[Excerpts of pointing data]
______________________________
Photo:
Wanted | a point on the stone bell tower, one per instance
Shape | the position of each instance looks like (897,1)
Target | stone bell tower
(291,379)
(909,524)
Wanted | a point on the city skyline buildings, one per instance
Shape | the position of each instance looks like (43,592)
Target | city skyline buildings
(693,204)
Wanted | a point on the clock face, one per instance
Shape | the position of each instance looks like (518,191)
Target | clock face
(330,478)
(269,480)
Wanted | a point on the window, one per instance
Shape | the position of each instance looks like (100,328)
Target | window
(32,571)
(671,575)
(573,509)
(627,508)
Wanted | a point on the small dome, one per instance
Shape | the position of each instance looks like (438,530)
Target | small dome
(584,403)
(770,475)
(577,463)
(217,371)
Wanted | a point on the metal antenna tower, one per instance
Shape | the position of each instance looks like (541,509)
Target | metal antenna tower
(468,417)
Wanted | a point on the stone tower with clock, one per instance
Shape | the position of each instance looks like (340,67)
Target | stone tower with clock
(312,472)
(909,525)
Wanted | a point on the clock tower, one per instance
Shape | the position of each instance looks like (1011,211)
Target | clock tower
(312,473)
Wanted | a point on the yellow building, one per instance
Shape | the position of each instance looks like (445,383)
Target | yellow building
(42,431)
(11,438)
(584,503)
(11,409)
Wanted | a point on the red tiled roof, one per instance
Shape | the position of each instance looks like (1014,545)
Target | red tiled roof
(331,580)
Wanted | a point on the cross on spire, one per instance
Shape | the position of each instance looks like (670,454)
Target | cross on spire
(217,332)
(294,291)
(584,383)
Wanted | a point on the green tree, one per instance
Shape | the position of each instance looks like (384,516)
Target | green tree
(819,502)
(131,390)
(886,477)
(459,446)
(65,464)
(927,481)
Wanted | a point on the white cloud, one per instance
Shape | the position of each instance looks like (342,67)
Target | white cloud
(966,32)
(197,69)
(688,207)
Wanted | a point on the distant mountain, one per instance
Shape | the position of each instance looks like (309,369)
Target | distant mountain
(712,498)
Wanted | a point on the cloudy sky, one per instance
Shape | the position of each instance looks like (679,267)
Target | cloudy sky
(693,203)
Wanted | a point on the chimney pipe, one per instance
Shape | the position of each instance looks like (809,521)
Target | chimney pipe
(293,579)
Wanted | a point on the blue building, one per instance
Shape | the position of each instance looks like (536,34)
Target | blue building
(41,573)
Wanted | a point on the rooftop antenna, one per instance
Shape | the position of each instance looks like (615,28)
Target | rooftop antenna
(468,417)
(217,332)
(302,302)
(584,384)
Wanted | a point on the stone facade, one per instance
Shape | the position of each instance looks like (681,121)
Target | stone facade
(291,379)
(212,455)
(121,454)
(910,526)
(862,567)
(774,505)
______________________________
### STATED PROBLEM
Rewrite all the lines above, changing "one per instance" to "one for each instance" everywhere it occurs and leaving everything else unchanged.

### THE REPLY
Photo:
Wanted | a point on the stone bell tower, one for each instance
Shape | the position of each instance looks like (897,1)
Target | stone bell tower
(291,379)
(909,524)
Wanted | a point on the city skyline buildings, one for each instance
Shape | the position of each instance looks like (43,592)
Target | city skyline buildings
(693,204)
Wanted | a point on the clock face, one for each instance
Shape | the position of each instance looks like (518,191)
Target | clock face
(330,478)
(269,480)
Wanted | a point on the window, one for each instance
Shape | the position of each instance looks like (100,328)
Target | window
(32,571)
(671,575)
(573,509)
(627,508)
Wanted | a point on the small dome, one for each instance
Shape | the position of each instance looks like (438,530)
Target | small dome
(584,403)
(770,475)
(577,463)
(217,371)
Wanted | a point on the metal antenna tower, one for each instance
Shape | the position of each instance looks like (541,509)
Target | metal antenna tower
(468,417)
Wanted | a point on the stone tower with clock, one for each instance
Shape | the position of each instance looks like (340,67)
Target | stone tower with clock
(312,472)
(909,525)
Wanted | a point on the clock tower, one for each instance
Shape | the position of each instance looks like (1011,211)
Target | clock tower
(312,473)
Wanted | a point on the yellow building, one for each instance
Shape | the position of each instance looks like (445,383)
Target | yellow building
(42,431)
(11,438)
(584,503)
(11,409)
Wanted | a point on the red tiled roof, one for each instance
Shape | the position of each instance looks like (1014,545)
Target | red tiled roof
(331,580)
Wanted | a point on the cross on spire, one for each instance
Shape | the position of each instance looks like (670,454)
Target | cross on spire
(217,332)
(294,291)
(584,383)
Wanted | a point on the green tree, one for each instance
Shape | the position of each instance looks like (384,516)
Target | green tree
(819,502)
(131,390)
(886,477)
(459,446)
(65,464)
(927,481)
Wanted | a point on the white cloud, one for each instance
Shape | the position of each instance looks like (342,67)
Target | white cloud
(966,32)
(197,69)
(688,207)
Wanted | a point on the distant mountain, one for each instance
Shape | the position of each instance looks like (309,369)
Target | distant mountain
(712,498)
Wanted | a point on the cloudy sky, one for each instance
Shape | the position of each instance looks like (679,267)
Target | cloudy sky
(693,203)
Wanted | a point on the chimney pipe, one for each instance
Shape | the position of each instance looks like (809,521)
Target | chimney pipe
(293,579)
Wanted | a point on the blue building, one for each instance
Shape | the position of each instance looks like (536,34)
Target | blue building
(41,573)
Wanted | a point on the rooftop antenna, one for each instance
Shape | the position of each instance looks like (615,28)
Target | rooftop antenna
(468,417)
(217,332)
(302,302)
(584,384)
Wanted | a point on the stone facade, one for each instance
Shape | the position of each instance looks like (681,121)
Target | stone facade
(291,379)
(212,455)
(121,454)
(910,526)
(862,567)
(774,505)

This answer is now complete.